**Work required**.
The entries below need to be transcribed exactly, without their images.

**Data listing**.
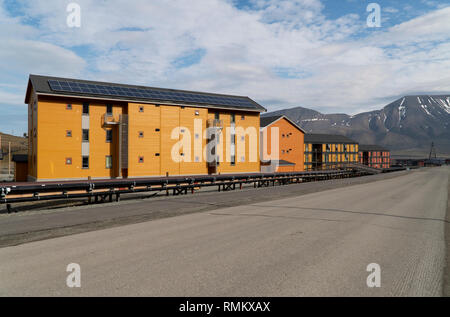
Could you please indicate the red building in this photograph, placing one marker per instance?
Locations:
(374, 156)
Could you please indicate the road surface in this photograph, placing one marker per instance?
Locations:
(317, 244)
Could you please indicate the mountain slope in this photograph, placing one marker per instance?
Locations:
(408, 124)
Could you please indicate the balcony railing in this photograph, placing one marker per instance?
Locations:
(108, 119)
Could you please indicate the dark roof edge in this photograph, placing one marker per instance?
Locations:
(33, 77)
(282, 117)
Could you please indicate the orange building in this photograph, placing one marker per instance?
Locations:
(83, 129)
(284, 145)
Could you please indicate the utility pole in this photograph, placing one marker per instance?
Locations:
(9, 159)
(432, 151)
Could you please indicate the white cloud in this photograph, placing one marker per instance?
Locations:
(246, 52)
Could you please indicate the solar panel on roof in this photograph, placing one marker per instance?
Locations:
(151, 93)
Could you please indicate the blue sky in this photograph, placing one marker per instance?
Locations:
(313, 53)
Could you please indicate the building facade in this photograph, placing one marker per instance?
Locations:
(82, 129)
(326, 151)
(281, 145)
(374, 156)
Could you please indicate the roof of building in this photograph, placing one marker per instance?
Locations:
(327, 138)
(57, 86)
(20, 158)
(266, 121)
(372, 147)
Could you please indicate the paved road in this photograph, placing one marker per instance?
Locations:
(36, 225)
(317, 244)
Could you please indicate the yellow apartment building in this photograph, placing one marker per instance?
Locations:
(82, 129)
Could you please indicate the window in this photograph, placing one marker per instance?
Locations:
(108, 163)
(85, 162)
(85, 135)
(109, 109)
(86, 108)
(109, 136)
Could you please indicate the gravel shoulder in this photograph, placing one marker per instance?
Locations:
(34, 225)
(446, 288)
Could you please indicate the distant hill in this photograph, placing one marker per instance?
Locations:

**Task output**.
Could you please indicate the red building in this photograph, placing one marker per instance?
Locations:
(374, 156)
Could you please indicate the road surface in this photograph, placing one marker per instance?
Locations:
(317, 244)
Could you please indicate the mountain slope in this photograph, placing one marker per instance?
Locations:
(408, 124)
Could you please indicate the balcony railing in this photograph, placing one marker per instance?
Locations:
(108, 119)
Could you please indicate the dark roof edge in this photograph, placing one marker per instance?
Locations:
(33, 77)
(282, 117)
Could you please indicate the orange building in this photograph, placing one marker per instance?
Locations:
(83, 129)
(284, 145)
Could you please indicate the utility pole in this photograph, placing one marker per instance?
Locations:
(9, 159)
(432, 151)
Could you please indicate the white cloud in this photograph, placing one marker per instance?
Locations:
(246, 52)
Could you please indicate the solar panel on roof in this photograph, placing one marker per instance?
Locations:
(151, 93)
Could you please indicate the blue sky in this photograph, placing one marker per instance?
Locations:
(313, 53)
Could you please indicate the building facade in this photograph, placing one marker per instance?
Locations:
(82, 129)
(326, 151)
(281, 145)
(374, 156)
Could you please indicate the roof of building in this photograph, placing one marker per instance?
Locations:
(327, 138)
(57, 86)
(20, 158)
(266, 121)
(372, 147)
Could you please indicate the paved road in this photograph, placing one marker per instance?
Locations:
(36, 225)
(317, 244)
Could you please indicate the yellow apartment building in this photograph, placing one marker per instance?
Locations:
(82, 129)
Could you please indicate the window in this photograph, placing one marker per instance?
Locations:
(108, 163)
(85, 162)
(85, 135)
(109, 109)
(86, 108)
(109, 136)
Could you please indicate the gravel shoulder in this photograph, placing one marker per instance?
Locations:
(34, 225)
(446, 288)
Could you please indicate the distant hill in this photograph, placing one marker per instance?
Locations:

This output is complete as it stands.